**Exercise description**:
Render these lines as a numbered list, leaving out any blank lines.

[Recorded data]
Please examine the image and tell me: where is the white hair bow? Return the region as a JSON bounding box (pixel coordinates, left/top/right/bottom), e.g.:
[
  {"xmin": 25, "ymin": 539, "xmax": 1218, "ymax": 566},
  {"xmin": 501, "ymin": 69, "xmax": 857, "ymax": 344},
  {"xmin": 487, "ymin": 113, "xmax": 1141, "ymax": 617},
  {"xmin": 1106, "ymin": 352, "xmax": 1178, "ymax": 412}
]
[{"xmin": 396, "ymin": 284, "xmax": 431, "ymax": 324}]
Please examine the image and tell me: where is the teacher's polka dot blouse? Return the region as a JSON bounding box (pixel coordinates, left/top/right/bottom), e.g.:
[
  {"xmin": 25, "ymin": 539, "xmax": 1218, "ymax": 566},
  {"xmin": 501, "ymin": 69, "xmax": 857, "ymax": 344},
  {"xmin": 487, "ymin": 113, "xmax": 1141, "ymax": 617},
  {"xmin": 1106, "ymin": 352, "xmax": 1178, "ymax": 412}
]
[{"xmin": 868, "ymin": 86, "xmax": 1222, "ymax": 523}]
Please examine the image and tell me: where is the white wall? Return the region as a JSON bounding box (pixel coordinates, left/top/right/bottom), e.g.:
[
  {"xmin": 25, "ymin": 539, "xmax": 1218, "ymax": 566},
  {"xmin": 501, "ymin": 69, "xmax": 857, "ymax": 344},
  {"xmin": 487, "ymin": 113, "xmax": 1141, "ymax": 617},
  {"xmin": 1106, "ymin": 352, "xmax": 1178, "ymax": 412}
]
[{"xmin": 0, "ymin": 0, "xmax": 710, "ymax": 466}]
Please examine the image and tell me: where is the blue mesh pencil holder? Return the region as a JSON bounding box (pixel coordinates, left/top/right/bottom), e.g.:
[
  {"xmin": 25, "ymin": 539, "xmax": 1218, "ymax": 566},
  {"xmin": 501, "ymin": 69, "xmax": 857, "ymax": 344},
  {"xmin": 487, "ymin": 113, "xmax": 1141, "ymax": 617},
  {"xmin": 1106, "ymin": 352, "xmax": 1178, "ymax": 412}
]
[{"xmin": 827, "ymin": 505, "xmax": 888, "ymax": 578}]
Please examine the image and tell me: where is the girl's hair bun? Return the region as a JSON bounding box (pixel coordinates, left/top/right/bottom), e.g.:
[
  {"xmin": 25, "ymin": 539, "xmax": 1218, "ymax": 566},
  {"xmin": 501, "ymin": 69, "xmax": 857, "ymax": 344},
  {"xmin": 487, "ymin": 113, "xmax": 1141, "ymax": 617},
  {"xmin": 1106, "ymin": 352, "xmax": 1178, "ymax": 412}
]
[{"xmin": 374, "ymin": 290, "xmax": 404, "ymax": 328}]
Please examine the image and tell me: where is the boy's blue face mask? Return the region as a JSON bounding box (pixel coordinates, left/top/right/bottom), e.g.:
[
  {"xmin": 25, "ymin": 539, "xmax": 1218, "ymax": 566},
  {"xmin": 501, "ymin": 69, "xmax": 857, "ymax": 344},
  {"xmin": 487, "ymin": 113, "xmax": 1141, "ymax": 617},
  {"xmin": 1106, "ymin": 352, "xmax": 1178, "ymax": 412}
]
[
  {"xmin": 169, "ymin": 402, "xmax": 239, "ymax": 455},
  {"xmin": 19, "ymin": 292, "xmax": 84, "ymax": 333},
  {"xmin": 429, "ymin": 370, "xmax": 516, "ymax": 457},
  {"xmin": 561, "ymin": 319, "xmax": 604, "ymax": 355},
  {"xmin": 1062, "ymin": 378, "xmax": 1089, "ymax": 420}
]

**Correct answer**:
1. Please examine the image and tell me: where is the white hair bow? Return the region as a JSON bounding box (pixel coordinates, left/top/right/bottom), e.g.:
2. [
3.   {"xmin": 25, "ymin": 539, "xmax": 1218, "ymax": 566},
4.   {"xmin": 501, "ymin": 69, "xmax": 857, "ymax": 344},
5.   {"xmin": 487, "ymin": 113, "xmax": 1141, "ymax": 617},
6.   {"xmin": 1106, "ymin": 352, "xmax": 1178, "ymax": 412}
7. ]
8. [{"xmin": 396, "ymin": 284, "xmax": 431, "ymax": 324}]
9. Please examine the image and tell me: where is the teacher's polka dot blouse? Return the region as a JSON bounding box (pixel coordinates, left/top/right/bottom), e.g.:
10. [
11.   {"xmin": 25, "ymin": 539, "xmax": 1218, "ymax": 566},
12.   {"xmin": 501, "ymin": 69, "xmax": 857, "ymax": 344},
13.   {"xmin": 487, "ymin": 113, "xmax": 1141, "ymax": 617},
14.   {"xmin": 1106, "ymin": 352, "xmax": 1178, "ymax": 412}
15. ]
16. [{"xmin": 868, "ymin": 86, "xmax": 1222, "ymax": 523}]
17. Please examine the image and tell me: where is the white wall? Return the region as a JSON bounding box (pixel coordinates, left/top/right/bottom), e.g.:
18. [
19.   {"xmin": 25, "ymin": 539, "xmax": 1218, "ymax": 566},
20.   {"xmin": 501, "ymin": 69, "xmax": 857, "ymax": 344},
21.   {"xmin": 487, "ymin": 113, "xmax": 1141, "ymax": 617},
22.   {"xmin": 1106, "ymin": 352, "xmax": 1178, "ymax": 412}
23. ]
24. [{"xmin": 0, "ymin": 0, "xmax": 710, "ymax": 466}]
25. Please examine the image and tell me: where is the blue mesh pencil holder? Return the region as a JSON bounding box (pixel coordinates, left/top/right/bottom), e.g.:
26. [
27.   {"xmin": 25, "ymin": 539, "xmax": 1218, "ymax": 566},
28.   {"xmin": 501, "ymin": 69, "xmax": 857, "ymax": 344},
29.   {"xmin": 487, "ymin": 113, "xmax": 1141, "ymax": 617},
30.   {"xmin": 1106, "ymin": 352, "xmax": 1178, "ymax": 412}
31. ]
32. [{"xmin": 827, "ymin": 505, "xmax": 888, "ymax": 578}]
33. Please examine the image and tell me: where is the girl's hair bun? Return the region as a JSON bounding box (pixel coordinates, left/top/right/bottom), e.g.:
34. [
35.   {"xmin": 25, "ymin": 539, "xmax": 1218, "ymax": 566},
36.   {"xmin": 501, "ymin": 69, "xmax": 857, "ymax": 344},
37.   {"xmin": 487, "ymin": 113, "xmax": 1141, "ymax": 617},
38.   {"xmin": 1106, "ymin": 352, "xmax": 1178, "ymax": 412}
39. ]
40. [{"xmin": 374, "ymin": 290, "xmax": 404, "ymax": 328}]
41. Please examine the image and tell me: where is the boy's blue face mask? Return the region as a JSON bounding box (pixel coordinates, left/top/right/bottom), e.g.:
42. [
43.   {"xmin": 25, "ymin": 539, "xmax": 1218, "ymax": 566},
44.   {"xmin": 501, "ymin": 69, "xmax": 857, "ymax": 344},
45.   {"xmin": 487, "ymin": 113, "xmax": 1141, "ymax": 617},
46.   {"xmin": 1106, "ymin": 352, "xmax": 1178, "ymax": 412}
47. ]
48. [
49.   {"xmin": 169, "ymin": 402, "xmax": 239, "ymax": 455},
50.   {"xmin": 19, "ymin": 292, "xmax": 84, "ymax": 333},
51.   {"xmin": 429, "ymin": 370, "xmax": 516, "ymax": 457},
52.   {"xmin": 561, "ymin": 319, "xmax": 604, "ymax": 355},
53.   {"xmin": 1062, "ymin": 378, "xmax": 1089, "ymax": 420}
54. ]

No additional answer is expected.